(Point-based annotation data)
------------------------

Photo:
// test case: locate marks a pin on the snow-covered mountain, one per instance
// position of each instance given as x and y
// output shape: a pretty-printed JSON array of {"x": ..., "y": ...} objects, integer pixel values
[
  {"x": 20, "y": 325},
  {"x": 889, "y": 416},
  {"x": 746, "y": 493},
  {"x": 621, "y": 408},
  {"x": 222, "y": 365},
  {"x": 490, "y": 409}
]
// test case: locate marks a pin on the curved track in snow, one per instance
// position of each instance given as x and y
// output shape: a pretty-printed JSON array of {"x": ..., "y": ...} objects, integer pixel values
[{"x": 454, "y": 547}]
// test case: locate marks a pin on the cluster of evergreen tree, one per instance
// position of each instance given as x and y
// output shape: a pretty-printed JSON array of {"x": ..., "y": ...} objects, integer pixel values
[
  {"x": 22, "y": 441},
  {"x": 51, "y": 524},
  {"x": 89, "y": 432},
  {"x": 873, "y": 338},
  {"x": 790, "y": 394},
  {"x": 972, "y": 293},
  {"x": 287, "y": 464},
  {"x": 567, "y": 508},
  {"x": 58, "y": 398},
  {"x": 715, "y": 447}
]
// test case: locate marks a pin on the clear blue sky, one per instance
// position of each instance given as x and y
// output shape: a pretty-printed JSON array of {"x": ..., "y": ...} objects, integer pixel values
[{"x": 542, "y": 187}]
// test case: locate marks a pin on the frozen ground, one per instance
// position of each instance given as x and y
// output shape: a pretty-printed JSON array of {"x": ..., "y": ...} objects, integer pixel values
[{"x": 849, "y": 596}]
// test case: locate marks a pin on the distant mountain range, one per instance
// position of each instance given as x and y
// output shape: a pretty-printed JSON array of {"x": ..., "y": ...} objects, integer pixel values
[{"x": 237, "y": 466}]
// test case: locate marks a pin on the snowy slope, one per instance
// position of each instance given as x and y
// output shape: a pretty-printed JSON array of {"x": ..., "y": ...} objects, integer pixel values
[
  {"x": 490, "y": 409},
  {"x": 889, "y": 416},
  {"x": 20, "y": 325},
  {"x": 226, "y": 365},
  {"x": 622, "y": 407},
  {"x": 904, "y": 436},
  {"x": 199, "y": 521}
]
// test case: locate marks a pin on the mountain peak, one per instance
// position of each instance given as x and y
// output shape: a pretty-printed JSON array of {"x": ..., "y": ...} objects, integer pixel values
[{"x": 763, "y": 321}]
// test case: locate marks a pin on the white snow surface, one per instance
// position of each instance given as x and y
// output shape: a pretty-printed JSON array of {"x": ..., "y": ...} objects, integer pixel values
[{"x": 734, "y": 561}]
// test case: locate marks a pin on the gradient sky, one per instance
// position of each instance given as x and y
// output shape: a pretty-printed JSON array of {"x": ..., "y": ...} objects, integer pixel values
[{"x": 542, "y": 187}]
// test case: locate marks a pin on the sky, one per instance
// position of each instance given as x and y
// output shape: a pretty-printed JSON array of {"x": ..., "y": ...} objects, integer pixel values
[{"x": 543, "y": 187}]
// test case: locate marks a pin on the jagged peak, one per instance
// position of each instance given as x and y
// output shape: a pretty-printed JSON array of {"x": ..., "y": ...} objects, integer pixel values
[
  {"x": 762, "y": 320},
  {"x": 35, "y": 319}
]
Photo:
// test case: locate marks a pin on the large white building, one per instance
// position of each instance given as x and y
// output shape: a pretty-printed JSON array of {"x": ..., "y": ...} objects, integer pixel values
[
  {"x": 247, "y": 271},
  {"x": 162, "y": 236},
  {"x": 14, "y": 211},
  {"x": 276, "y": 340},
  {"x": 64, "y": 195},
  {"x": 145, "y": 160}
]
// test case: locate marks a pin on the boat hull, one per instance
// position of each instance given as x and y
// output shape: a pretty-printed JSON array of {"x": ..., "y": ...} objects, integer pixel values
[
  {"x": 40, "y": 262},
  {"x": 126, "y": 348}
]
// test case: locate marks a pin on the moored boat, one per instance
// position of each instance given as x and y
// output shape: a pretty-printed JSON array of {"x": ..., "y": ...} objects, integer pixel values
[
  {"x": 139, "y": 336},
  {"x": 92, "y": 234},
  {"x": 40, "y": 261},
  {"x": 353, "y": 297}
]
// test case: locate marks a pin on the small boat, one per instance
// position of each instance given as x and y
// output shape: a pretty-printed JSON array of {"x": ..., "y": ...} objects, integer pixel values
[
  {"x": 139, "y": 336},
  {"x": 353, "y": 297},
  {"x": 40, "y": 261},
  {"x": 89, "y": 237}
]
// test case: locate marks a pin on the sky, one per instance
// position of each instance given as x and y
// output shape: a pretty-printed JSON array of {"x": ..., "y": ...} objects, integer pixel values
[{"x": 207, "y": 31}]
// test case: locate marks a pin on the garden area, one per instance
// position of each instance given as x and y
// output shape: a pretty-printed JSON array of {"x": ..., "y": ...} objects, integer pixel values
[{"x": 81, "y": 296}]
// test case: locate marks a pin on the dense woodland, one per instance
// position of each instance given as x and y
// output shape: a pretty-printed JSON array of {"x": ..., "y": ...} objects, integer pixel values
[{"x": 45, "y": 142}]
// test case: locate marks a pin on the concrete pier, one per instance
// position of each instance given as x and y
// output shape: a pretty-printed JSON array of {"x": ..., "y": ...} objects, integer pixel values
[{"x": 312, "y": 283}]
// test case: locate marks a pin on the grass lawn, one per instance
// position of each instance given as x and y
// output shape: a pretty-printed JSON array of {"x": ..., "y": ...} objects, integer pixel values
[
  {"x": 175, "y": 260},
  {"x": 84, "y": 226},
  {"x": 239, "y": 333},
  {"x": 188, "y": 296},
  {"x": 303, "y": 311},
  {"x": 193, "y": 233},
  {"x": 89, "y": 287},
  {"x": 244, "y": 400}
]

------------------------

What is needed → Reproduce the records above from the line containing "woodland, one per instance" through the end of the records, keeping every line, and offset each x and y coordinate in the answers by -56.

Solution for this task →
// test case: locate marks a pin on the dense woodland, one per instance
// position of each instance given as x and y
// output shape: a pretty-printed JSON array of {"x": ..., "y": ...} objects, integer pixel values
[{"x": -11, "y": 86}]
// test case: locate marks a pin on the concrete pier, one per instance
// position of each instance given as x and y
// output shape: a pretty-printed JSON array of {"x": ..., "y": ...} objects, integer pixel values
[{"x": 256, "y": 227}]
// test case: locate marks a pin on the grass lawn, one per instance
// position of each instance given as x and y
// output shape: a pretty-printed JSON array of {"x": ..., "y": ...} objects, integer pixel values
[
  {"x": 119, "y": 204},
  {"x": 28, "y": 170},
  {"x": 183, "y": 277},
  {"x": 132, "y": 240},
  {"x": 247, "y": 255},
  {"x": 137, "y": 177},
  {"x": 33, "y": 231},
  {"x": 188, "y": 344}
]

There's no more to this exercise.